* **Given exercise**
Please recast every line of the entries below as a JSON list of strings, with one string per line and blank lines left out.
---+---
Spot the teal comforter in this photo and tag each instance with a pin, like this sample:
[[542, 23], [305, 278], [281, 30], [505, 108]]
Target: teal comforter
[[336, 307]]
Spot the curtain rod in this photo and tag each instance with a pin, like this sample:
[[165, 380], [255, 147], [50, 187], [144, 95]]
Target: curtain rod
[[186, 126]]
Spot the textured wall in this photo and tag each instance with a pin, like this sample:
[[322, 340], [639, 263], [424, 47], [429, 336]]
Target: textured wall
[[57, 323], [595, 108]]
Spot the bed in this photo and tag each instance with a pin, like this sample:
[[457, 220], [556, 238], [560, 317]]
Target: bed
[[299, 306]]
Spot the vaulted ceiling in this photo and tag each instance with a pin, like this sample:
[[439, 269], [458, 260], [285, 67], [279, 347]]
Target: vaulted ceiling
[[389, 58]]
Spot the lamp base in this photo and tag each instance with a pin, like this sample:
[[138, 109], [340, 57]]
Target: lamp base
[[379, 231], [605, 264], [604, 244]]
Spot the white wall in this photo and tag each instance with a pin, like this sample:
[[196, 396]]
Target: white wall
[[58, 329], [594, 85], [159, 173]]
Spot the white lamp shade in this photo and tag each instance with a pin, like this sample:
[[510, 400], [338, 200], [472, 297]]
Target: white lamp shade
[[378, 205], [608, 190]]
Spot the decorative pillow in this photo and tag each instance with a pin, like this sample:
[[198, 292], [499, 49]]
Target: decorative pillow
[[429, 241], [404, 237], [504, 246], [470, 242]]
---+---
* **Task response**
[
  "Spot the teal comforter in this photo and tag each instance with a pin, like this sample:",
  "[[542, 23], [305, 278], [281, 30], [505, 108]]",
  "Target: teal comforter",
  "[[336, 307]]",
  "Spot the curtain rod in this photo and tag each instance with a pin, like this sample:",
  "[[165, 380], [255, 147], [50, 187], [144, 95]]",
  "Target: curtain rod",
  "[[186, 126]]",
  "Spot the textured wall in this photo and tag each instance with a pin, like this sample:",
  "[[322, 340], [639, 263], [424, 47], [429, 336]]",
  "Target: textured wall",
  "[[57, 323], [595, 108]]",
  "Spot the bed in this photo and tag each instance with a pin, like this sample:",
  "[[457, 220], [556, 238], [560, 317]]",
  "Target: bed",
  "[[299, 306]]",
  "Spot the vaulted ceiling in this photo and tag each instance with a pin, like this sample:",
  "[[439, 269], [458, 260], [285, 67], [279, 347]]",
  "Target: vaulted ceiling",
  "[[389, 58]]",
  "Spot the lamp base in this photo and tag each instance with a pin, like this sample:",
  "[[138, 109], [340, 57]]",
  "Target: lamp base",
  "[[379, 231], [605, 264], [604, 244]]",
  "Spot the white wall in this photo and tag each instance with a pin, like this sample:",
  "[[196, 396]]",
  "Target: white wall",
  "[[58, 329], [594, 85], [159, 173]]",
  "Spot the white lamp shade in this photo and tag each instance with a pin, like this sample:",
  "[[510, 400], [338, 200], [472, 297]]",
  "Target: white lamp shade",
  "[[378, 205], [608, 190]]",
  "Spot the decorative pillow in this photo and tag each instance with a pin, like this sample:",
  "[[198, 292], [499, 49]]",
  "Target: decorative pillow",
  "[[429, 241], [404, 237], [504, 246], [470, 242]]"
]